* [TASK INSTRUCTIONS]:
Keep only the lines of the data below that contain the string "positive", and copy each one. Treat uppercase and lowercase as different.
★ ★ ★
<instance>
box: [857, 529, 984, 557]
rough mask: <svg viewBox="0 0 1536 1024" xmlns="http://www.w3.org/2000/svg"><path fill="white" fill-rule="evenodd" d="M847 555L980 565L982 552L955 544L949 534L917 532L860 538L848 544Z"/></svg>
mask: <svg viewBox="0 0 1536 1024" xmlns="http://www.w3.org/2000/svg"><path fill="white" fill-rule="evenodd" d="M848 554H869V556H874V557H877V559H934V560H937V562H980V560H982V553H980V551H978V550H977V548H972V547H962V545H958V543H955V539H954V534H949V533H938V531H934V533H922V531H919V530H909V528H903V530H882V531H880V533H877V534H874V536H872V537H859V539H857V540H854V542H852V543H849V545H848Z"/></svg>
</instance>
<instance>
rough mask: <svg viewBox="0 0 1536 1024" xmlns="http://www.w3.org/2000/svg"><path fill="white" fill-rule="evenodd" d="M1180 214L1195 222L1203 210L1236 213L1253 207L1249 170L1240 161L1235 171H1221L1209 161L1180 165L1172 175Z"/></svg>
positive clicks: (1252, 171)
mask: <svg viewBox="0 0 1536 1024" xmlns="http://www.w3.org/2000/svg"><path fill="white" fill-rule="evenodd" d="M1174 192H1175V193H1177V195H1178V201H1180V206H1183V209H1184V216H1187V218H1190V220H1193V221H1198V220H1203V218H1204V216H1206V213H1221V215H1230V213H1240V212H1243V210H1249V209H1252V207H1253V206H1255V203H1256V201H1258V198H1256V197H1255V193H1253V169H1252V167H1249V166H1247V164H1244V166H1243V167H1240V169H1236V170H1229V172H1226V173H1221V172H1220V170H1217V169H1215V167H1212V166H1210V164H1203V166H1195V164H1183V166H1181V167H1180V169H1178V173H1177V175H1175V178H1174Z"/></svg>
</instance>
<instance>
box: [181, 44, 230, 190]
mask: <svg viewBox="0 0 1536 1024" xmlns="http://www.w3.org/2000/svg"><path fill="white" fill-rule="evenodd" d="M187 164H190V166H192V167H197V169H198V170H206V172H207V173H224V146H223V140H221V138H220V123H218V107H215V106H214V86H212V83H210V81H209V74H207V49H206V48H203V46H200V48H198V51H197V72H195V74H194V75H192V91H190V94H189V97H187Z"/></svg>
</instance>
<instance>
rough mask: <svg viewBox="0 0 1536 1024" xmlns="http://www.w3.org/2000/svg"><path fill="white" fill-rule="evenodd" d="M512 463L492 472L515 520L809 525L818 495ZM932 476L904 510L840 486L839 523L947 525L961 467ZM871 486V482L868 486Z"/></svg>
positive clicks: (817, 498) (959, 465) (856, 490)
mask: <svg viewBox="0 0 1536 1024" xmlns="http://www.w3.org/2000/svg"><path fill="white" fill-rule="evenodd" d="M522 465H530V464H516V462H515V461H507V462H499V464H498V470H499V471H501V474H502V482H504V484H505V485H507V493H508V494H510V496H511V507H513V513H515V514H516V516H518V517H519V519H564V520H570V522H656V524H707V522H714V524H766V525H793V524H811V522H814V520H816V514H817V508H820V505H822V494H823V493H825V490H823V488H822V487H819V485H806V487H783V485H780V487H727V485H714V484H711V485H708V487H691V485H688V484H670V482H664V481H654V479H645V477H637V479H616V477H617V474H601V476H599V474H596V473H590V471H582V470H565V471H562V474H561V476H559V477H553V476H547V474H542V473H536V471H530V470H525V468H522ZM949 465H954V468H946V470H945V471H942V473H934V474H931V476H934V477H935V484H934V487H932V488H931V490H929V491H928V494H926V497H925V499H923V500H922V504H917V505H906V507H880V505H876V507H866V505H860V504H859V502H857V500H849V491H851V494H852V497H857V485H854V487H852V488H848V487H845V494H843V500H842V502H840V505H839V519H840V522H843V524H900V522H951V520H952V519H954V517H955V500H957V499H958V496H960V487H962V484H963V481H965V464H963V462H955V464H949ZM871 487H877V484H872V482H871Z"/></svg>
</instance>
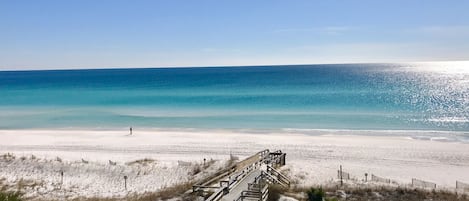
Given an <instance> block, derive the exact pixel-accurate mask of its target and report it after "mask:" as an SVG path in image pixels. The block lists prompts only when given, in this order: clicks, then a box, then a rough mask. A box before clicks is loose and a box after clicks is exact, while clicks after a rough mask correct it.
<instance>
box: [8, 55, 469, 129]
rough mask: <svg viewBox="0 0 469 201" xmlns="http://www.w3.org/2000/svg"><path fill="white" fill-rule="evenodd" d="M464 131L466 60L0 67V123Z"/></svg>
mask: <svg viewBox="0 0 469 201" xmlns="http://www.w3.org/2000/svg"><path fill="white" fill-rule="evenodd" d="M130 126H132V127H134V128H159V129H221V130H224V129H227V130H230V129H235V130H252V131H266V130H267V131H271V130H282V131H291V130H300V131H301V130H309V129H313V130H314V129H326V130H327V129H331V130H424V131H455V132H463V133H466V134H467V132H468V131H469V63H468V62H459V63H457V62H441V63H405V64H404V63H402V64H330V65H284V66H242V67H194V68H133V69H93V70H41V71H0V129H49V128H53V129H75V128H83V129H115V128H119V129H120V128H128V127H130Z"/></svg>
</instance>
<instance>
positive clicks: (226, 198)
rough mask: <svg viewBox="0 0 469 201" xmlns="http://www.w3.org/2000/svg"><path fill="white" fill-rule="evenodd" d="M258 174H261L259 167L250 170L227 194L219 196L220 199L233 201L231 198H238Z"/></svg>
★ ★ ★
* [WRITTEN SOLUTION]:
positive clicks: (1252, 171)
positive clicks: (817, 498) (959, 465) (856, 490)
positive clicks: (226, 198)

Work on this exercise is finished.